§ PROMPT
Copy these rows line for line, without changing anything.

[Segmentation data]
☆ ☆ ☆ ☆
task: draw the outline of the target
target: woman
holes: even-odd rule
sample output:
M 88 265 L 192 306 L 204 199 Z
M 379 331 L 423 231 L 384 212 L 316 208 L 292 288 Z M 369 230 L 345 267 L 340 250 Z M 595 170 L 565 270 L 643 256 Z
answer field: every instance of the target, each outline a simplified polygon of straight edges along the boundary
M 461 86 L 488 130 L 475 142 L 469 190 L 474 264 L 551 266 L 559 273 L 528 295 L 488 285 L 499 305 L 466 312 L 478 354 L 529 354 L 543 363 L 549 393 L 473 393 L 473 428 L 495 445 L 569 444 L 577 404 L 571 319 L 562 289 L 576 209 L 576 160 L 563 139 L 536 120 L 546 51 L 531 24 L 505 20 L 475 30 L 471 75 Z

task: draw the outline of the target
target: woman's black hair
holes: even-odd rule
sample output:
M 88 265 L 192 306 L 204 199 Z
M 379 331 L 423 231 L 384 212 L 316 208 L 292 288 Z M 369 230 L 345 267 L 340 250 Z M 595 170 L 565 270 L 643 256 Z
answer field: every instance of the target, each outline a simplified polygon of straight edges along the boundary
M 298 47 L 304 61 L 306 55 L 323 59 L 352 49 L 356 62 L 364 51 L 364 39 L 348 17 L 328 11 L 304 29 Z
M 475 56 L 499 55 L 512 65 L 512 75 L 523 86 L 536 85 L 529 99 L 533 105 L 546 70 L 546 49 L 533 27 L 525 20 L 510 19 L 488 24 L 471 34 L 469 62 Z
☆ ☆ ☆ ☆
§ TASK OUTPUT
task: draw the outline of the target
target: woman
holes: even-odd rule
sample output:
M 88 265 L 192 306 L 204 199 Z
M 379 331 L 423 231 L 384 212 L 316 208 L 292 288 Z M 369 230 L 345 267 L 340 250 Z M 595 170 L 565 270 L 643 256 Z
answer field: every instance of the target, each outline a simplified polygon of straight edges along the boundary
M 461 86 L 488 130 L 475 142 L 469 190 L 474 264 L 551 266 L 559 273 L 528 295 L 488 285 L 499 305 L 466 312 L 478 354 L 529 354 L 543 363 L 549 393 L 473 393 L 473 428 L 495 445 L 569 444 L 577 404 L 571 319 L 562 289 L 576 209 L 576 160 L 563 139 L 536 120 L 546 51 L 531 24 L 505 20 L 475 30 L 471 75 Z

task: draw the outline of the target
target: woman's black hair
holes: even-odd rule
sample output:
M 88 265 L 192 306 L 204 199 Z
M 379 331 L 423 231 L 384 212 L 316 208 L 292 288 Z M 369 230 L 345 267 L 340 250 Z M 595 170 L 565 270 L 643 256 Z
answer field: every instance of the target, each outline a simplified polygon of straight edges along the boundary
M 298 47 L 304 61 L 306 55 L 323 59 L 352 49 L 356 62 L 364 51 L 364 39 L 348 17 L 328 11 L 304 29 Z
M 475 56 L 499 55 L 512 65 L 512 75 L 523 86 L 536 85 L 529 99 L 533 105 L 546 70 L 546 49 L 533 27 L 525 20 L 510 19 L 488 24 L 471 34 L 469 62 Z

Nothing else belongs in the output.